▸ EXERCISE
Only lines containing the string "below" belong in the answer; find them in the records and copy them.

▸ EXERCISE INPUT

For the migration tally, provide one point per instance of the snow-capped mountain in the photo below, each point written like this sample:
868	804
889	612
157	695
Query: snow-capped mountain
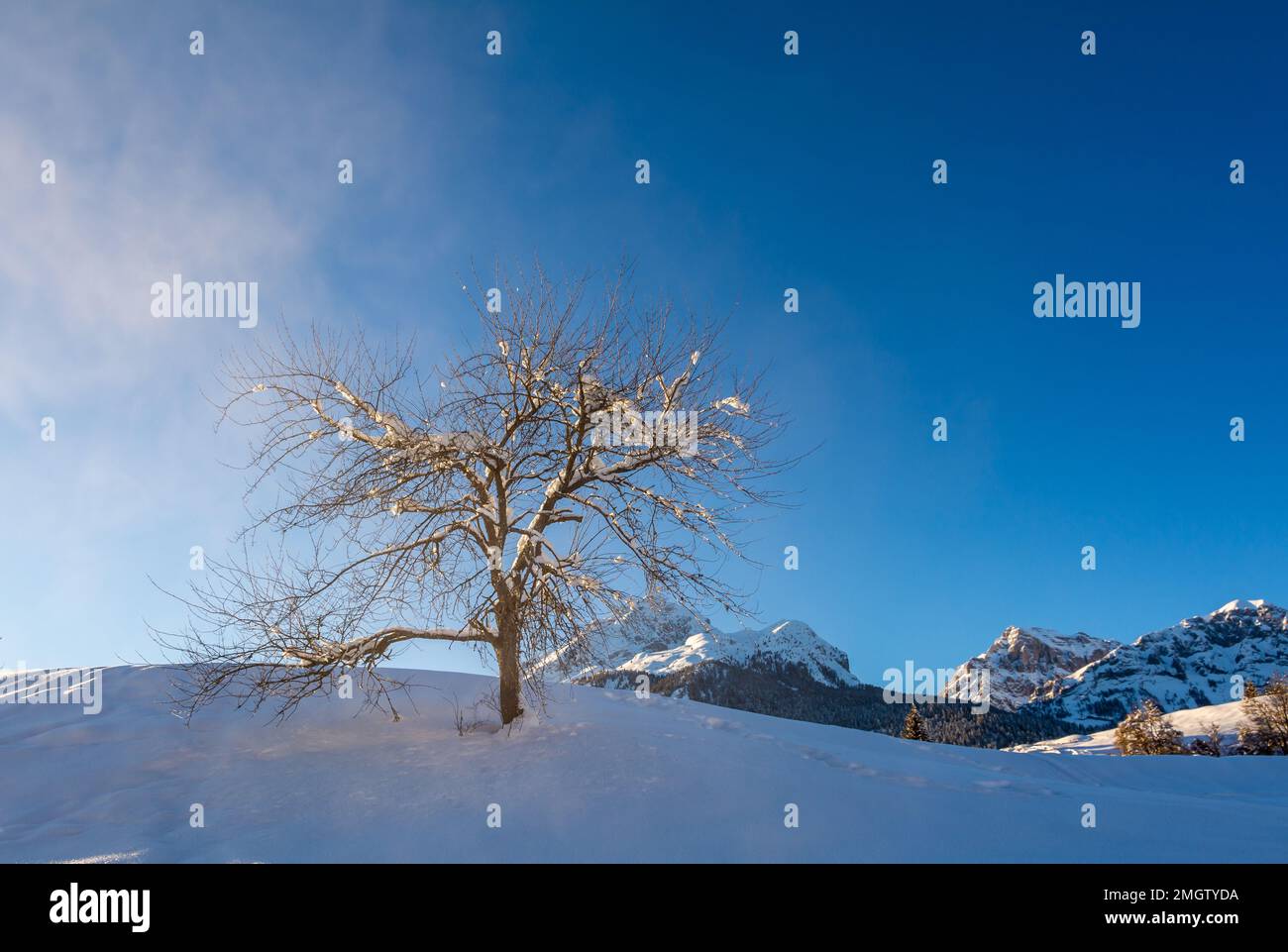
784	670
1192	664
661	639
1022	661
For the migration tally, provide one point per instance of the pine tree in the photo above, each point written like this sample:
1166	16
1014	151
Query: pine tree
1145	730
913	727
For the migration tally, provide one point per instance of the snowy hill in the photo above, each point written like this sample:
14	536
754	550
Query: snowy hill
603	776
1192	723
1024	660
1186	665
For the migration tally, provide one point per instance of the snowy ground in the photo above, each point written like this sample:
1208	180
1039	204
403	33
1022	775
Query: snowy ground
1192	723
603	777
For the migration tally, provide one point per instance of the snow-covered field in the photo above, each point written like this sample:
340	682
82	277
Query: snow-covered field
601	777
1192	723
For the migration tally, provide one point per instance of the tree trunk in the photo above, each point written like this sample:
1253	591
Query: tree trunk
507	664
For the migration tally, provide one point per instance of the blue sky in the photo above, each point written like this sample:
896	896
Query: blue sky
768	171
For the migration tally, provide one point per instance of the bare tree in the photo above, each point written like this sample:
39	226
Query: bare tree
1266	717
579	456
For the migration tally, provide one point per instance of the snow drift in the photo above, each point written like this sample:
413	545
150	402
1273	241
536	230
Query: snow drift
601	776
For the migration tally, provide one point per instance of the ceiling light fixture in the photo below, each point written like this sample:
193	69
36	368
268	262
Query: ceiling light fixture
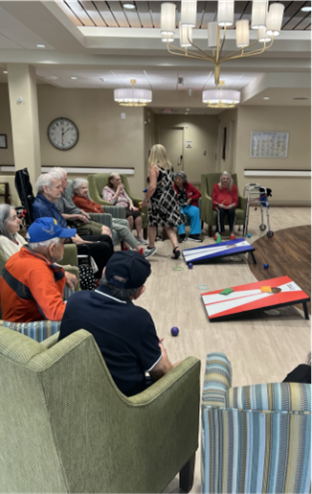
129	6
268	22
133	96
221	98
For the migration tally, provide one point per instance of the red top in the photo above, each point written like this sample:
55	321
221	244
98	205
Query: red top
224	195
191	192
31	288
87	204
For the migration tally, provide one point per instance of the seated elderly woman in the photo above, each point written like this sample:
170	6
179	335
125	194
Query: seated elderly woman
225	201
114	192
187	196
11	241
120	228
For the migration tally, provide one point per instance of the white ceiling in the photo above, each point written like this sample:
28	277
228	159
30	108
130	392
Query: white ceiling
109	57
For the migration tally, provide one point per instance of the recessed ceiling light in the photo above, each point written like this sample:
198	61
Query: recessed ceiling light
128	6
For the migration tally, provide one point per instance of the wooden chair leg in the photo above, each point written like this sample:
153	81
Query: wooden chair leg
187	475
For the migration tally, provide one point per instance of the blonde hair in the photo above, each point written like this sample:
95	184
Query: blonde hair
230	182
158	156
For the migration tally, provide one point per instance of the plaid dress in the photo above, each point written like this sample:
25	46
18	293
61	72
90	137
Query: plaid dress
163	208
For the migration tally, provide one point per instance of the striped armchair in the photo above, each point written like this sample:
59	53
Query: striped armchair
255	439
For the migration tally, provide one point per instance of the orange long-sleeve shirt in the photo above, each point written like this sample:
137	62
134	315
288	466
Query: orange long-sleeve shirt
87	204
31	288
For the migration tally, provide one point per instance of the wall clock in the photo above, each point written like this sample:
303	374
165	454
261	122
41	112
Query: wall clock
63	133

▸ WRITTEN SOLUTION
For the migration tally, provide one point per instance of the snow-capped mountain in the photo below, each point written like this sample:
For the migration tally, provide one point per instance of the ceiling light fixture in the photo below, each point written like this sample:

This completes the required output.